*Exercise brief:*
Express the entries below as a two-column CSV with the headers "prompt" and "answer" and one row per entry. Put each entry's text and its answer in a single quoted field each, replace line breaks with spaces, and omit the pictures.

== == ==

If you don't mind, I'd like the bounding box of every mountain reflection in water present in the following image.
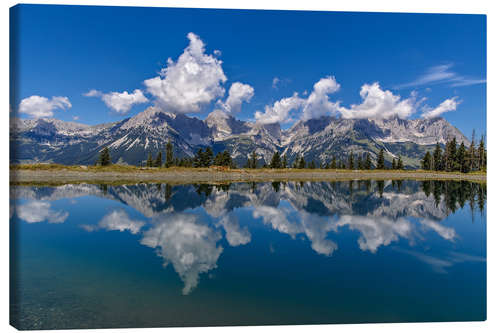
[10,180,486,326]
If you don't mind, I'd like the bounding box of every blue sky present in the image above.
[11,5,486,136]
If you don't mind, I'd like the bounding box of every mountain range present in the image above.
[10,107,470,168]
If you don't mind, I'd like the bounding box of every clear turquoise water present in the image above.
[10,181,486,329]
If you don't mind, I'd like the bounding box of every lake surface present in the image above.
[10,181,486,329]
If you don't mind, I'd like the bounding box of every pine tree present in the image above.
[330,156,337,169]
[377,148,385,170]
[201,146,214,168]
[397,156,404,170]
[299,156,306,169]
[347,151,354,170]
[99,147,111,166]
[250,150,257,169]
[153,151,162,168]
[478,136,486,171]
[421,151,432,170]
[193,148,203,168]
[214,152,222,166]
[146,153,153,168]
[222,150,234,168]
[457,141,469,172]
[364,153,372,170]
[281,154,288,169]
[432,142,443,171]
[356,154,364,170]
[269,152,281,169]
[165,139,174,168]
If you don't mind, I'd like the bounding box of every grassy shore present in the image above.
[10,164,486,185]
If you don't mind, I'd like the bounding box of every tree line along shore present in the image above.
[95,137,486,173]
[11,138,486,180]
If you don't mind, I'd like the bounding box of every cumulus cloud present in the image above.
[83,89,148,114]
[217,215,252,246]
[255,93,304,124]
[336,215,413,253]
[255,76,340,124]
[339,82,418,119]
[16,200,69,223]
[141,213,222,295]
[218,82,254,115]
[302,76,340,120]
[82,210,145,235]
[144,32,227,113]
[272,77,280,89]
[422,96,460,119]
[252,206,338,256]
[19,95,71,118]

== == ==

*Result of the task:*
prompt,answer
"If you don't mind, I'd like the bounding box of every mountain reflection in water present in the following image.","[10,180,486,326]"
"If you don't mind, I'd like the bounding box of every blue sky present in the image above.","[11,5,486,136]"
"If you don't mind, I'd like the bounding box of every mountain range present in the image above.","[10,107,470,168]"
"If you don't mind, I'd like the bounding box of every clear turquoise water present in the image above.","[10,181,486,329]"
"If you don't mind, I'd like the bounding box of every lake surface present in the image above.","[10,181,486,329]"
"If you don't mind, I'd like the bounding box of every pine tree present in the image above.","[330,156,337,169] [377,148,385,170] [201,146,214,168] [397,156,404,170] [299,156,306,169] [347,151,354,170] [99,147,111,166] [250,150,257,169] [153,151,162,168] [478,136,486,171] [421,151,432,170] [193,148,203,168] [214,152,222,166] [146,153,153,168] [222,150,234,168] [457,141,469,172] [364,153,372,170] [281,154,288,169] [432,142,443,171] [356,154,364,170] [269,152,281,169] [165,139,174,168]"
"If you don't mind, I'd like the bounding box of every grassy shore present in the image above.","[10,164,486,185]"
"If you don't mind, I'd like the bounding box of every tree line along shore present in the image above.","[95,137,486,173] [11,138,486,180]"
"If you don't mind, I'd like the bounding box of every cumulus cloud present in the image above.","[83,89,148,114] [217,215,252,246] [255,93,304,124] [336,215,413,253] [255,76,340,124] [339,82,418,119] [16,200,69,223] [141,213,222,295] [218,82,254,115] [302,76,340,120] [82,210,145,235] [144,32,227,113] [272,77,280,89] [422,96,460,119] [252,206,338,256] [19,95,71,118]"